### Problem to solve
Rewrite every line of the entries below as a numbered list, skipping blank lines and leaving out the pictures.

**** Records to process ****

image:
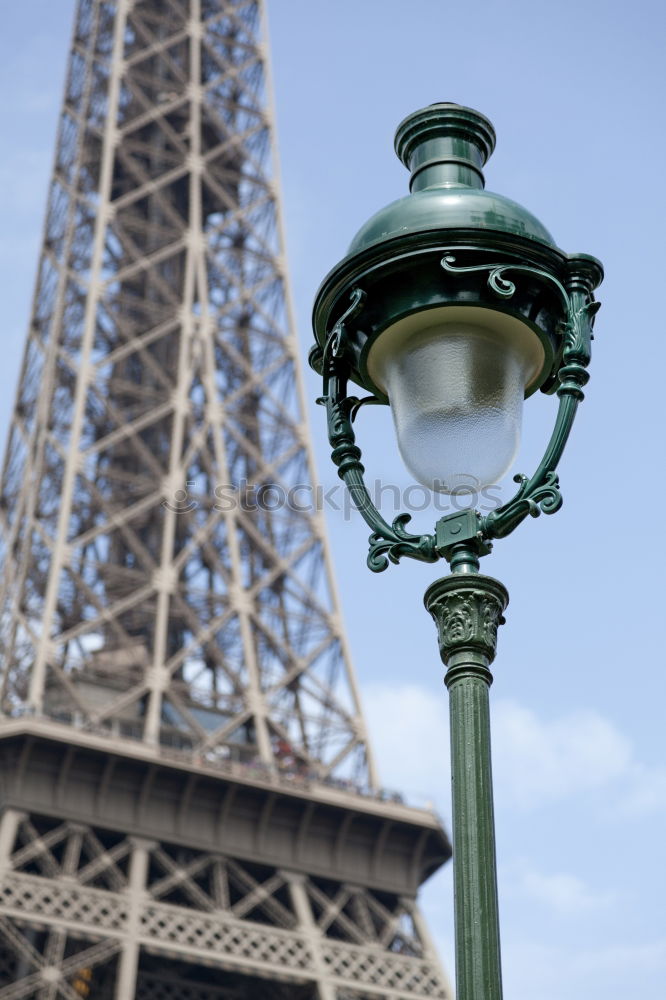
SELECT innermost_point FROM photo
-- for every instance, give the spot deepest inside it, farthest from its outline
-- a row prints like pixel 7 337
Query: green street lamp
pixel 452 306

****

### Solved exercise
1. image:
2. SELECT innermost_point FROM photo
3. -- for every instance, give the spot deepest inside it, farthest from its outline
4. -- a row prints like pixel 7 337
5. Query: green street lamp
6. pixel 452 306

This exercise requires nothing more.